- **EXERCISE AIM**:
Nothing but the lines from the top of the following entries through the line with "0H0L1 41L21 27L20" should be printed, exactly as they are.
____________
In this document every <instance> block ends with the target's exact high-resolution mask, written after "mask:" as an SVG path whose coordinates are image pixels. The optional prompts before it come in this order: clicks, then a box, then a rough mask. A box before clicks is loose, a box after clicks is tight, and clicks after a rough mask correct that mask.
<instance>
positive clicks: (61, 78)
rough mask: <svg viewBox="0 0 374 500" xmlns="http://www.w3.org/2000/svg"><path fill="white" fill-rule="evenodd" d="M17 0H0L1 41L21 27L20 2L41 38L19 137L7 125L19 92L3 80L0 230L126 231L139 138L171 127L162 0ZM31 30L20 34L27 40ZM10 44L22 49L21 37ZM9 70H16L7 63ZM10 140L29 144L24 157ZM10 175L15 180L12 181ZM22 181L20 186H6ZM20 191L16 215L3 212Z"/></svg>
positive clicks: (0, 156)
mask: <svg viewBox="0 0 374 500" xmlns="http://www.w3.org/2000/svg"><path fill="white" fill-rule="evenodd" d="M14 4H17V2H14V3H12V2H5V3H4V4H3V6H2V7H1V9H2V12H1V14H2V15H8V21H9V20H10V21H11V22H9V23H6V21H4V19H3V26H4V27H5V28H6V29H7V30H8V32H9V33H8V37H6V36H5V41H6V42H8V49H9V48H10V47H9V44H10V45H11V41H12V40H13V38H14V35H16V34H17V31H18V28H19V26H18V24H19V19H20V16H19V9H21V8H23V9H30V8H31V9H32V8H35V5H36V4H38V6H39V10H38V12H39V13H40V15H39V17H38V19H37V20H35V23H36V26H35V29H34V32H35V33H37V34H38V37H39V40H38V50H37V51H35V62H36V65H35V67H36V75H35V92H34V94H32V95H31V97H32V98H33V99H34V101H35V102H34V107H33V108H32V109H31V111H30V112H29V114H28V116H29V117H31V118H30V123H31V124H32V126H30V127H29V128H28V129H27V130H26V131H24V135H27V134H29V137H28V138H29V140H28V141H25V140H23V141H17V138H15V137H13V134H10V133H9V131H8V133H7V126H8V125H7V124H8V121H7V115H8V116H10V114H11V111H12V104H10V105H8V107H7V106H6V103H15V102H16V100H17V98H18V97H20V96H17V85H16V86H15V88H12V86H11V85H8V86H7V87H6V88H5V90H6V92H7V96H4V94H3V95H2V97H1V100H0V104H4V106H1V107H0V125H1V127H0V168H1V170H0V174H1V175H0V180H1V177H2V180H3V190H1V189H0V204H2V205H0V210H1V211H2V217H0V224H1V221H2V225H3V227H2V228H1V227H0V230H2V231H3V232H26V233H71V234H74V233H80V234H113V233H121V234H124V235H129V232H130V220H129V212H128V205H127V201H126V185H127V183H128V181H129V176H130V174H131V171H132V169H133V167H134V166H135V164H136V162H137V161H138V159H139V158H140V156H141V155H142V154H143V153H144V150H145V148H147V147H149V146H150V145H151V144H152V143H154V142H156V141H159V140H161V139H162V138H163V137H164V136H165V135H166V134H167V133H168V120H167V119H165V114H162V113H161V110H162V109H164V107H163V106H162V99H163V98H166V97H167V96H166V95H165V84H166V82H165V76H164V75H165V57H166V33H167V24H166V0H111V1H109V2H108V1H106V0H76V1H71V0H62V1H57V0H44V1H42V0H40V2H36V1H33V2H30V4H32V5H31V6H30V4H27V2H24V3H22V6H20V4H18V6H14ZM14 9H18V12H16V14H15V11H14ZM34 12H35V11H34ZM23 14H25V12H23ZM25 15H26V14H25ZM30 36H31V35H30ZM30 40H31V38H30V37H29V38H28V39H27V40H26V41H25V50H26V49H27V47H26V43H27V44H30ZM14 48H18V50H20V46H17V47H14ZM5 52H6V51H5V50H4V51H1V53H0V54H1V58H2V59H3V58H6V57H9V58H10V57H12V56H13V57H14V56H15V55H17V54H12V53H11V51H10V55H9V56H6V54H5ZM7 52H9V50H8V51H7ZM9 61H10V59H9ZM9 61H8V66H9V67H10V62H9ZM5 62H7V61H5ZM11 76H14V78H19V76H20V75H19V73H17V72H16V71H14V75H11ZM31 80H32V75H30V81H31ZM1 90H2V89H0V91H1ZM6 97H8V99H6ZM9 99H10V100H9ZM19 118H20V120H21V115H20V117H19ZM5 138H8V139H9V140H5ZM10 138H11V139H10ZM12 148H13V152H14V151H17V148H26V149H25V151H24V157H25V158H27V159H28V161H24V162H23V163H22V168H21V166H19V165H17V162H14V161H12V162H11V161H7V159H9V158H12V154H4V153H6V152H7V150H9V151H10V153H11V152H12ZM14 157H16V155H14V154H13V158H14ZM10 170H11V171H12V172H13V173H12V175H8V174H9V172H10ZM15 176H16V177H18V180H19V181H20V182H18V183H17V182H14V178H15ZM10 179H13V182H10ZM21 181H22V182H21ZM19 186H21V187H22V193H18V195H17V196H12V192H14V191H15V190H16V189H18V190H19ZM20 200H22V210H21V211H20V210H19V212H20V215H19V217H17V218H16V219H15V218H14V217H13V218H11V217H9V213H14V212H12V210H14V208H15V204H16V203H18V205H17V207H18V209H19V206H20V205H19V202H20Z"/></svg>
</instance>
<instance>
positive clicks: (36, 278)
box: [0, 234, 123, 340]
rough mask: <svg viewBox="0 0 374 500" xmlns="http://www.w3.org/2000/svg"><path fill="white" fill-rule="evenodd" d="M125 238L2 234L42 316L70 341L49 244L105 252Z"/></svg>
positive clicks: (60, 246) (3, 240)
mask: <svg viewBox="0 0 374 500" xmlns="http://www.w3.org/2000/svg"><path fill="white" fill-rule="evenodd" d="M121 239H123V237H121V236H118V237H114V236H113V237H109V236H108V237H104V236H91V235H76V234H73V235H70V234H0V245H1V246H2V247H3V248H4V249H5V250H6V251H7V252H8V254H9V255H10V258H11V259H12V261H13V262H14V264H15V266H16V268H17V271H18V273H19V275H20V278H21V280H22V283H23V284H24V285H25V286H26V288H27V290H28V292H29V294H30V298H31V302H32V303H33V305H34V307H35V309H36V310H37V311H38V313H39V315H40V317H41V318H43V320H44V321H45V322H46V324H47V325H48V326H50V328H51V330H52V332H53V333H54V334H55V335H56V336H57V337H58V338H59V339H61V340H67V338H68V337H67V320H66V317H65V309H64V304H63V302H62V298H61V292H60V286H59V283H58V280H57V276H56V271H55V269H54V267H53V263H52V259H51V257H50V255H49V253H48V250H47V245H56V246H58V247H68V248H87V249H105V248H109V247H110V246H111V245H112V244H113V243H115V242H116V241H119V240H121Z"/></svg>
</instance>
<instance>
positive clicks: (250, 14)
____________
- **WRITTEN RESPONSE**:
In this document every <instance> block ends with the target's exact high-resolution mask, written after "mask:" as an SVG path whose coordinates are image pixels. The optional prompts before it come in this order: clicks, then a box, then a rough mask. A box before clicks is loose, a box after clicks is tight, and clicks after a rough mask correct that mask.
<instance>
positive clicks: (61, 78)
rough mask: <svg viewBox="0 0 374 500" xmlns="http://www.w3.org/2000/svg"><path fill="white" fill-rule="evenodd" d="M17 0H0L1 41L21 27L20 2L41 38L19 137L7 125L19 92L3 80L0 230L126 231L139 138L171 127L162 0ZM31 30L20 34L27 40ZM10 44L22 49L21 37ZM9 70H16L7 63ZM10 140L29 144L24 157ZM10 175L15 180L12 181ZM22 181L20 186H6ZM20 191L16 215L3 212Z"/></svg>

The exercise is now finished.